_Data extracts:_
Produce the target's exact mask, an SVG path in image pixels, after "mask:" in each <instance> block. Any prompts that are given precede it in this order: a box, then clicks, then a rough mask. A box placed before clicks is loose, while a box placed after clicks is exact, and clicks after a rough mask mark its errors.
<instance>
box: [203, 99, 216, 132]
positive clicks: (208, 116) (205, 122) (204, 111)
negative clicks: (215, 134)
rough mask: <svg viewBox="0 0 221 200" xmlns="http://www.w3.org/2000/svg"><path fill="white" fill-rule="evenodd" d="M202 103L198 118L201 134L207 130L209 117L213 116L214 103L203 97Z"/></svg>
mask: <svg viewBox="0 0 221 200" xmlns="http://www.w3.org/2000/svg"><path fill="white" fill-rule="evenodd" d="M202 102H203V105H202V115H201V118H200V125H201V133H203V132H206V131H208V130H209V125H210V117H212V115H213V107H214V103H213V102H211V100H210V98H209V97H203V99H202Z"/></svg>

_Exercise directions:_
Recast every line of the entries above as a numbered list with one line per item, omitting any blank lines.

_Solution:_
1. Produce the target's exact mask, an SVG path in image pixels, after "mask:" in each <instance> block. Any prompts that are given precede it in this order: a box, then clicks, then a rough mask. A box placed before clicks is loose, while a box placed after clicks is exact, and clicks after a rough mask mark its errors.
2. <instance>
3. box: [203, 99, 216, 132]
4. positive clicks: (208, 116) (205, 122) (204, 111)
5. negative clicks: (215, 134)
6. rough mask: <svg viewBox="0 0 221 200" xmlns="http://www.w3.org/2000/svg"><path fill="white" fill-rule="evenodd" d="M202 103L198 118L201 134L207 130L209 117L213 116L214 103L203 97Z"/></svg>
7. mask: <svg viewBox="0 0 221 200" xmlns="http://www.w3.org/2000/svg"><path fill="white" fill-rule="evenodd" d="M202 102H203V105H202V115H201V118H200V125H201V133H203V132H206V131H208V130H209V125H210V117H212V115H213V107H214V103H213V102H211V100H210V98H209V97H203V99H202Z"/></svg>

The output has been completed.